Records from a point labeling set

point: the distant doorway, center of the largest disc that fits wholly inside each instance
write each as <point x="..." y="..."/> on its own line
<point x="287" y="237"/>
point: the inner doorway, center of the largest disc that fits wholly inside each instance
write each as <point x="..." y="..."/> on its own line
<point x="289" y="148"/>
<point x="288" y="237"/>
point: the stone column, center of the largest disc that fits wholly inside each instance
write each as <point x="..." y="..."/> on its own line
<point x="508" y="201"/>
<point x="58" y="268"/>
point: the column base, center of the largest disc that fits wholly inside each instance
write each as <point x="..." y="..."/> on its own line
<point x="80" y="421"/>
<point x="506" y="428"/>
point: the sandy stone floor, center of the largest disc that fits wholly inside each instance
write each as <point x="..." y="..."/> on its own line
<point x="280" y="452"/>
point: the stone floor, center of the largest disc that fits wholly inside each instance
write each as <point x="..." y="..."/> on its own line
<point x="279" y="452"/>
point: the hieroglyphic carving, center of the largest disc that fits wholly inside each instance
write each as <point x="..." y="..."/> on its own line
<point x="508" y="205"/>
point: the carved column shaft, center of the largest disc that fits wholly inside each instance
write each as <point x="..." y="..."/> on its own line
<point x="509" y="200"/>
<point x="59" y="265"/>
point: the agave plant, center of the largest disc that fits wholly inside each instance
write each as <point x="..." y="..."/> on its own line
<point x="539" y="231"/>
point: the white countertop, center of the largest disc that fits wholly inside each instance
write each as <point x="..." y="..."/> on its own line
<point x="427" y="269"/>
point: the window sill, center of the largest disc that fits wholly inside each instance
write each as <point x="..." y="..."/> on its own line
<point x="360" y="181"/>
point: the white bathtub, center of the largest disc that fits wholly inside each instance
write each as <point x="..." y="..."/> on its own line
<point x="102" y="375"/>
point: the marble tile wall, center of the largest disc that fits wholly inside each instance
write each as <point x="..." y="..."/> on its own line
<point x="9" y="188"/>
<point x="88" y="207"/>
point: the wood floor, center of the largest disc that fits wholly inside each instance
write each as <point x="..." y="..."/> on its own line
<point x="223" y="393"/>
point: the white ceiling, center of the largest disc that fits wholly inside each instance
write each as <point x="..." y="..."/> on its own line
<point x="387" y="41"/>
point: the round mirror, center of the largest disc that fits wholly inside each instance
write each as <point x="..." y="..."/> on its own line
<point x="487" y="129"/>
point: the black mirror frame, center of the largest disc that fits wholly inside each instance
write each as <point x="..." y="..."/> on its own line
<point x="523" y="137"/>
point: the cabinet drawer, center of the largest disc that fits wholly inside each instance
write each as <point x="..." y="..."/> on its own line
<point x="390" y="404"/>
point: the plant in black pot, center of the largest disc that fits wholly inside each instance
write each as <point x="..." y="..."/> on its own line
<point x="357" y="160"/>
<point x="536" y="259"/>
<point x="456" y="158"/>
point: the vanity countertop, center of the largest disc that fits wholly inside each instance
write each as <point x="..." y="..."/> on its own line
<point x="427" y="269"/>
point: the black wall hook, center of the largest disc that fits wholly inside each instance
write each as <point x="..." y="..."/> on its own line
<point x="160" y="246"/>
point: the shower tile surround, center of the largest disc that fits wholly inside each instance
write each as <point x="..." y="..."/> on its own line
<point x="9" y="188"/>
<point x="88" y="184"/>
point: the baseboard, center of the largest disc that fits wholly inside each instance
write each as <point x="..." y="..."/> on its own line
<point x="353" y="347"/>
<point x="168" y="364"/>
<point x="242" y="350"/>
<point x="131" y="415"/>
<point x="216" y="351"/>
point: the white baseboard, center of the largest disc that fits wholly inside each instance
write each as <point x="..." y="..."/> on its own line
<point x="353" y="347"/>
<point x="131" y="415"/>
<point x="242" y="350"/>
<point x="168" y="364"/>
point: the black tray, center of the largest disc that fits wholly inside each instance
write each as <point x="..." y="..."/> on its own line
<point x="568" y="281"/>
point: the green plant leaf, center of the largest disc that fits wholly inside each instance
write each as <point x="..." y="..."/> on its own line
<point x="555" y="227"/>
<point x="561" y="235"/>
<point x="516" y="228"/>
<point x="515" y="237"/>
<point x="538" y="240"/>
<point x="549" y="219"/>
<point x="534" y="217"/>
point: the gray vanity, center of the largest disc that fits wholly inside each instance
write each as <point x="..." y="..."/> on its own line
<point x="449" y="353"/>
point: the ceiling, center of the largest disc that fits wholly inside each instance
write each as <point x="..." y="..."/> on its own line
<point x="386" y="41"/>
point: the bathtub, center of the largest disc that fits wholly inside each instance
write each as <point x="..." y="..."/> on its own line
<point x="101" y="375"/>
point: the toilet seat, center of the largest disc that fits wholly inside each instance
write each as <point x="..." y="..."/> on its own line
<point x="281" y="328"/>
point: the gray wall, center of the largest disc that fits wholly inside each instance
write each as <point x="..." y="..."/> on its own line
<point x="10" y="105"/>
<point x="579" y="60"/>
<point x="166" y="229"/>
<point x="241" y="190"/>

### [Work required]
Using the material above, extract the line that contains "point: the ceiling, center" and every line after it, exactly as given; stop at the last line.

### [Exercise output]
point: the ceiling, center of the largest disc that fits wholly inside each instance
write each as <point x="..." y="..."/> on its own line
<point x="386" y="41"/>
point: the bathtub, center of the largest disc that fits wholly inside each instance
write each as <point x="..." y="..."/> on its own line
<point x="101" y="375"/>
point: the toilet seat, center of the largest disc that fits wholly inside each instance
write each as <point x="..." y="..."/> on its own line
<point x="281" y="328"/>
point: the gray wall, center of the largest disc that fits wholly inside each instance
write each as <point x="..." y="..."/> on its own line
<point x="10" y="105"/>
<point x="579" y="60"/>
<point x="166" y="229"/>
<point x="241" y="190"/>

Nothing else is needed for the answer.